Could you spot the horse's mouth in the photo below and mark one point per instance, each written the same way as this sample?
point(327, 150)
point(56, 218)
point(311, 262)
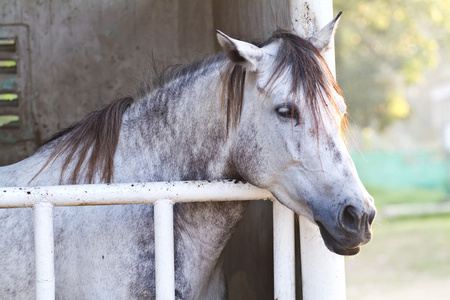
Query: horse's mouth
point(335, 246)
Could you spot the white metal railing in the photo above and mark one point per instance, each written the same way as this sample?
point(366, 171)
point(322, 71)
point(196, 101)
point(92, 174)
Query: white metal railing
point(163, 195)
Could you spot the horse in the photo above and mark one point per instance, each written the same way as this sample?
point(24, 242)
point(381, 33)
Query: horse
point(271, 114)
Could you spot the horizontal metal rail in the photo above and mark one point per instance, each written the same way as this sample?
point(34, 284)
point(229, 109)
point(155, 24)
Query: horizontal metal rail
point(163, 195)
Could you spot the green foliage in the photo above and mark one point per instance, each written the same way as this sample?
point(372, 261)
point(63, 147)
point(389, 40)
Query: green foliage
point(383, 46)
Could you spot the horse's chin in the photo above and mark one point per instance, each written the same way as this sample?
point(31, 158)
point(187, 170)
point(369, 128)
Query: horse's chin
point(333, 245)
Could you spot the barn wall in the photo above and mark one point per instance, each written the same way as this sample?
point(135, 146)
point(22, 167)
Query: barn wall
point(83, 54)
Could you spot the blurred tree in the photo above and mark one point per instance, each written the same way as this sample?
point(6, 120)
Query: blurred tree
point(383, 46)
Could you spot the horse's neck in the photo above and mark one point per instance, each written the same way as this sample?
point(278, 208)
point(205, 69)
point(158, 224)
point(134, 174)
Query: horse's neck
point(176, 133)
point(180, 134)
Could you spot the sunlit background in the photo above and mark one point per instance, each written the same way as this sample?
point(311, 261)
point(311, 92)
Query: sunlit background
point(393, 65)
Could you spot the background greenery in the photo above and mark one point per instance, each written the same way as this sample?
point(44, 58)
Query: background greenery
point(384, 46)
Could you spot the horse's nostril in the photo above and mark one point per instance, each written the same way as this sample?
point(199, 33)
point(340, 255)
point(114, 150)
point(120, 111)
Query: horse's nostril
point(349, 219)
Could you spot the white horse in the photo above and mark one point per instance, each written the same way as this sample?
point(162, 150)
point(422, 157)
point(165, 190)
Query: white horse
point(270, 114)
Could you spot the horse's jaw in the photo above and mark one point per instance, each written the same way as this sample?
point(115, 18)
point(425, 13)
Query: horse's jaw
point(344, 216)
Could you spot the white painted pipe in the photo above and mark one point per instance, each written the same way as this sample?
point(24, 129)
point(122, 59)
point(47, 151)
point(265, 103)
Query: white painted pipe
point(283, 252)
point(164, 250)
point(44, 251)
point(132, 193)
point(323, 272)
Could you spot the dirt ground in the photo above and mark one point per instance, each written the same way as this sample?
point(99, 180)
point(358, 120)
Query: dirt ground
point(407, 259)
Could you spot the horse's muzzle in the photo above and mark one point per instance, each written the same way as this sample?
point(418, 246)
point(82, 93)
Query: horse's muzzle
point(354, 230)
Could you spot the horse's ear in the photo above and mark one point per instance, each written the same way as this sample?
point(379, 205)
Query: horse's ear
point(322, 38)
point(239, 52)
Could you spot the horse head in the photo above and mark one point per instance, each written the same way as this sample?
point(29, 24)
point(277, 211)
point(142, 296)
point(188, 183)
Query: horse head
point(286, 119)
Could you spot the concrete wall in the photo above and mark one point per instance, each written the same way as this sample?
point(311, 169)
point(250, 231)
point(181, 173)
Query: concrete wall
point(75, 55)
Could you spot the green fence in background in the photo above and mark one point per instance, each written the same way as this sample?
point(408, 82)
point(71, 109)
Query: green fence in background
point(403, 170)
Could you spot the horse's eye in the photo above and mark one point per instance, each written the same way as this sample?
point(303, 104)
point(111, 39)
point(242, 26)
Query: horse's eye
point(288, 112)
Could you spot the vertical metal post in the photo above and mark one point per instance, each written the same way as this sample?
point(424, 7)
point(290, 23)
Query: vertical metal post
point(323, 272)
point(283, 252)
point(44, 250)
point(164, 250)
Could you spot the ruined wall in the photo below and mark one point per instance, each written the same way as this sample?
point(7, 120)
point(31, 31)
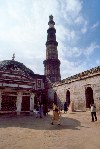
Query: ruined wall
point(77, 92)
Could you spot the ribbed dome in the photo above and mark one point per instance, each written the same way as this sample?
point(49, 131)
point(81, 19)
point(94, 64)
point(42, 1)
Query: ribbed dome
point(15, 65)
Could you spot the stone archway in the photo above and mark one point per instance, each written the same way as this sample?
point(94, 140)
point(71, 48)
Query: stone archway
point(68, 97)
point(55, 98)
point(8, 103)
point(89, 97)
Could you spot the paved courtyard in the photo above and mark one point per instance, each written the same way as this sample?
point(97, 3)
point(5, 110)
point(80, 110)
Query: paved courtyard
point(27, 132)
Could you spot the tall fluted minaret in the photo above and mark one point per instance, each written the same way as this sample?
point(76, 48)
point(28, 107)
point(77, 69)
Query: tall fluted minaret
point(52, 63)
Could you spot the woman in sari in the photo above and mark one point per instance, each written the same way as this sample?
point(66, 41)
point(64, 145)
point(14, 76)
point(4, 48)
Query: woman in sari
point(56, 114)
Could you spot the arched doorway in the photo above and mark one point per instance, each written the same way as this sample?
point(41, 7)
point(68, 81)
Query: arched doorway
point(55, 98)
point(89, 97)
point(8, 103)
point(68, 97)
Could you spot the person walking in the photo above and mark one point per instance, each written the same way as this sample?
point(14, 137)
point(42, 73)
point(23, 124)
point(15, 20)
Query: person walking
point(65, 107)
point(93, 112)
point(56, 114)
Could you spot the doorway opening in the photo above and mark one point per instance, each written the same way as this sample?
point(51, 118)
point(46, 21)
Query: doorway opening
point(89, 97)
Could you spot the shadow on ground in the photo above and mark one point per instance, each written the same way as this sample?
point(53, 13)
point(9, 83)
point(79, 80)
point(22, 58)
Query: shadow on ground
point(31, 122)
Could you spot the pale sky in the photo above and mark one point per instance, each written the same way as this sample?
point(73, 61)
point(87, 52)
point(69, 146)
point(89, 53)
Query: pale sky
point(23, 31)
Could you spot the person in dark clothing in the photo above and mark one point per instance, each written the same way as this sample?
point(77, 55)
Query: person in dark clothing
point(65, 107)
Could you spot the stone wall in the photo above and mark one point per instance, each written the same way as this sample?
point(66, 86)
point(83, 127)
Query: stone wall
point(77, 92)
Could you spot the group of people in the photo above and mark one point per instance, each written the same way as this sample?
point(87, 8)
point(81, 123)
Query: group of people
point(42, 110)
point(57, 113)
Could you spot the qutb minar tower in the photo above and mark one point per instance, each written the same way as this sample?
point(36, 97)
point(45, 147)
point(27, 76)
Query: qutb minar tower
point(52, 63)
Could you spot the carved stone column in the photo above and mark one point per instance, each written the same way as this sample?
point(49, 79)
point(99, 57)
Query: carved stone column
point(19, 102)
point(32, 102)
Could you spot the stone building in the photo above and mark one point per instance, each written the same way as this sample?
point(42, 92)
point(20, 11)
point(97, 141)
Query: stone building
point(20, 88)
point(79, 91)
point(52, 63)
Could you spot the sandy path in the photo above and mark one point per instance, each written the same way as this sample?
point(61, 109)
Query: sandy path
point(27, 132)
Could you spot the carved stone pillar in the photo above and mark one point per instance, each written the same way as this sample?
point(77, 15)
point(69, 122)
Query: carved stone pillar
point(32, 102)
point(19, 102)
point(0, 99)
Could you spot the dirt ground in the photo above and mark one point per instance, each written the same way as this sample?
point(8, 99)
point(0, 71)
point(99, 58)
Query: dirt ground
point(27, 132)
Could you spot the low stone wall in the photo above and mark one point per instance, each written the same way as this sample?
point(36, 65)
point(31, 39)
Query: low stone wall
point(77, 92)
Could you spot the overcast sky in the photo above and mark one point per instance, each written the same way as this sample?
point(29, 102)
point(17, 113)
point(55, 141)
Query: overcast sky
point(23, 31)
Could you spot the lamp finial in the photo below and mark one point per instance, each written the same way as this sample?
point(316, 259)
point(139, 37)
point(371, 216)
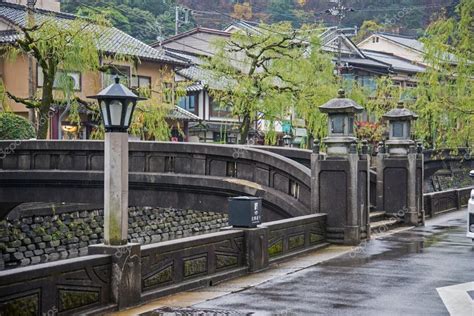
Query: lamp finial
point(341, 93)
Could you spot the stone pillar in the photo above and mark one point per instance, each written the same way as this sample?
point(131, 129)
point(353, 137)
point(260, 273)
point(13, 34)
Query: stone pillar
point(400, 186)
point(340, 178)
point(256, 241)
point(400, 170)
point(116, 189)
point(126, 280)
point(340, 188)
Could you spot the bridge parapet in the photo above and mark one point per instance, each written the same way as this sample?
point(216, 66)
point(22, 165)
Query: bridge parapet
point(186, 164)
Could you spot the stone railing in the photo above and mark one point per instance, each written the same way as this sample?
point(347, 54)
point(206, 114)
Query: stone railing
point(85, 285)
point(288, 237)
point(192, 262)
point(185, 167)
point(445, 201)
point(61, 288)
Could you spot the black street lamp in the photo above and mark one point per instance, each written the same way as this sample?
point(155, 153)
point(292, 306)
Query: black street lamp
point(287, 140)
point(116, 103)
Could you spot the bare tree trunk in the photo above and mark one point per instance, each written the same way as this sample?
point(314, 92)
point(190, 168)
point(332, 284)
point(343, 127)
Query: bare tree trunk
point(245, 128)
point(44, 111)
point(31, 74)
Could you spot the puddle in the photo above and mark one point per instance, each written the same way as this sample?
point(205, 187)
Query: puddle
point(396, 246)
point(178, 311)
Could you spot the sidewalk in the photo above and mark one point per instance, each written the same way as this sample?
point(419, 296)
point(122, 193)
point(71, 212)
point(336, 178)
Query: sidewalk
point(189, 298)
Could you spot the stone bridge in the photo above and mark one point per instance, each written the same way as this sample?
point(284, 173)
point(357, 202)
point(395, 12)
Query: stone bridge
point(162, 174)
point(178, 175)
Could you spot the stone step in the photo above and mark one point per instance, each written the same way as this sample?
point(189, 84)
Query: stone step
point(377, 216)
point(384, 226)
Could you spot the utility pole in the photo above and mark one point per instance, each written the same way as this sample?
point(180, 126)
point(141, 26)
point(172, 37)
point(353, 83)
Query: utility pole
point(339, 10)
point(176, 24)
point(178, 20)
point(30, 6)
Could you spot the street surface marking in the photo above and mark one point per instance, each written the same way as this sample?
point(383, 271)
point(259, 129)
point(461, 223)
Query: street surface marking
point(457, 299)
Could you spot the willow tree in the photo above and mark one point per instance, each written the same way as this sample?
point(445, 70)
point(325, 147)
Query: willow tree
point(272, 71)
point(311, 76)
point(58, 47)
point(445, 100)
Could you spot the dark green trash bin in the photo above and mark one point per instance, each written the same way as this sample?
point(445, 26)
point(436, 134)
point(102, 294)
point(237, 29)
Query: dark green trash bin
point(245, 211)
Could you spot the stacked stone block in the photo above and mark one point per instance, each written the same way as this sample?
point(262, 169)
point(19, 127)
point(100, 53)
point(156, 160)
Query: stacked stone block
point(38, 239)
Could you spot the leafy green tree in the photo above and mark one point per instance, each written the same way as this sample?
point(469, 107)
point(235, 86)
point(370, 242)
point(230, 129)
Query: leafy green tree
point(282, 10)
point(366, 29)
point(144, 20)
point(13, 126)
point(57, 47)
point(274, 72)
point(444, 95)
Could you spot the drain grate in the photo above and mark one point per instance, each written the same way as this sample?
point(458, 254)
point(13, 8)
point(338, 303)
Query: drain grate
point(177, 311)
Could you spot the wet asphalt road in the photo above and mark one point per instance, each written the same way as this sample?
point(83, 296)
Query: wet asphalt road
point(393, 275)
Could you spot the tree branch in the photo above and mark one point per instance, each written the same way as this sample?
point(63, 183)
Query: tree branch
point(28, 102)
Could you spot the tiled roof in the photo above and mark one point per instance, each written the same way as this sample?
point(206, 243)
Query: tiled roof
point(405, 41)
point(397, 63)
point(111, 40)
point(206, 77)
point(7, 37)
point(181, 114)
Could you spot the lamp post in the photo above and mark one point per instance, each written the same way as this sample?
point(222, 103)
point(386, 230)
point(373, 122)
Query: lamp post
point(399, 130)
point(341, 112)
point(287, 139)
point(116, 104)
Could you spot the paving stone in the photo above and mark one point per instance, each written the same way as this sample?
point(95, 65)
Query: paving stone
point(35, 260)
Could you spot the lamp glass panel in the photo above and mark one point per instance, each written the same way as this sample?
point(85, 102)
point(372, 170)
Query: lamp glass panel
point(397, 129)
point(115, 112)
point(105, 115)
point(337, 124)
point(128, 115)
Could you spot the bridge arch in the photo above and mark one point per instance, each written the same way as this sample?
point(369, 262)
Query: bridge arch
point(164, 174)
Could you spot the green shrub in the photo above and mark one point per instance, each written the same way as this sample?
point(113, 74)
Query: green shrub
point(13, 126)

------------------------------

Extract the data verbatim from its first line through the line containing "point(271, 114)", both ends included. Leave the pictures out of your answer.

Could you spot the horse's mouth in the photo below and mark one point per instance, each written the same way as this sample?
point(327, 150)
point(56, 218)
point(311, 262)
Query: horse's mouth
point(335, 246)
Could you spot the white metal railing in the photo above and mark one point per instance, each written the same way as this sample?
point(366, 171)
point(322, 71)
point(196, 101)
point(92, 174)
Query: white metal railing
point(163, 195)
Could you spot the horse in the photo above and mark one point per instance, each written the same way as this sample?
point(24, 242)
point(381, 33)
Query: horse
point(271, 114)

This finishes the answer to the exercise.